:: Exercise task ::
Return the lines of the items below, unchanged, from the line containing "Objective — locate every instance of the white" through the last line of the items, with both ends included.

---- Extracted entries

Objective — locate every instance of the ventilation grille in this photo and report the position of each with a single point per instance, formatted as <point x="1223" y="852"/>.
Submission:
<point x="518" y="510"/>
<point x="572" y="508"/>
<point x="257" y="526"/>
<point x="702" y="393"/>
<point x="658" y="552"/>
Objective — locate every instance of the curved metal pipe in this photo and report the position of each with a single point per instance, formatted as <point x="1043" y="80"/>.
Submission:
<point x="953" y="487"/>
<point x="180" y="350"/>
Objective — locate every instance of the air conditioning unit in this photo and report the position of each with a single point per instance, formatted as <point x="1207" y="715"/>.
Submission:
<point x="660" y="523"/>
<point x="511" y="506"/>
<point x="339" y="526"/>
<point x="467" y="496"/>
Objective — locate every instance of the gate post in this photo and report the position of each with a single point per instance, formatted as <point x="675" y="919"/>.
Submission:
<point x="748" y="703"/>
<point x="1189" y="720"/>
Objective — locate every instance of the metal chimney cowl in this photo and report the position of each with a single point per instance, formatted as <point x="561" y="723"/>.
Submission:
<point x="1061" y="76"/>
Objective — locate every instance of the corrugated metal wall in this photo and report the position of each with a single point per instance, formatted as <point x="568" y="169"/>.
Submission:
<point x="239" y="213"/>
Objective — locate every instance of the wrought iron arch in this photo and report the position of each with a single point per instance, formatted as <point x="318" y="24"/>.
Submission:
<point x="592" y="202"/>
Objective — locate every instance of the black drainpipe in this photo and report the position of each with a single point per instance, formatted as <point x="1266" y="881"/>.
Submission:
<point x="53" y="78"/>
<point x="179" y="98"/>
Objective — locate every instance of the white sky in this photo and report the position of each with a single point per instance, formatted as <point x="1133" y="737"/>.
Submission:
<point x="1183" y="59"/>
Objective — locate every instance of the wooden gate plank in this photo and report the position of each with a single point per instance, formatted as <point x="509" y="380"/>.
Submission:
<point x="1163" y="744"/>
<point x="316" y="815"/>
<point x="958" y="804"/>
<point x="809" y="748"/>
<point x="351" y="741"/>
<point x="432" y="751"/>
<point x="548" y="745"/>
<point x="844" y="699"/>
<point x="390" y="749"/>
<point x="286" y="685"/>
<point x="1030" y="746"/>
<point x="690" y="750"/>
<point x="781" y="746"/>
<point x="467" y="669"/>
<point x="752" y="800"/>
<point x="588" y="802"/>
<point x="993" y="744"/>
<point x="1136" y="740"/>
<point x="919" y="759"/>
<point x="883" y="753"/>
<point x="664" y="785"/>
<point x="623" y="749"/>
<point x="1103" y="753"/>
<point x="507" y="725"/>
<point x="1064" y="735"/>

--------

:: Written response ::
Objective — locate every instance of the white sky in this photo and report the position of each with a single point per instance, formatted as <point x="1133" y="737"/>.
Submission:
<point x="1183" y="59"/>
Objective — locate every instance of the wooden gate plank in this photo and report the position of each with a single point per instance, formatted as <point x="509" y="380"/>.
Submission:
<point x="1163" y="744"/>
<point x="316" y="815"/>
<point x="958" y="804"/>
<point x="809" y="748"/>
<point x="351" y="741"/>
<point x="432" y="751"/>
<point x="548" y="745"/>
<point x="844" y="699"/>
<point x="390" y="749"/>
<point x="286" y="685"/>
<point x="1030" y="746"/>
<point x="690" y="750"/>
<point x="781" y="746"/>
<point x="467" y="669"/>
<point x="752" y="800"/>
<point x="588" y="802"/>
<point x="993" y="744"/>
<point x="1136" y="740"/>
<point x="919" y="759"/>
<point x="883" y="753"/>
<point x="664" y="785"/>
<point x="623" y="749"/>
<point x="1103" y="753"/>
<point x="507" y="725"/>
<point x="1064" y="735"/>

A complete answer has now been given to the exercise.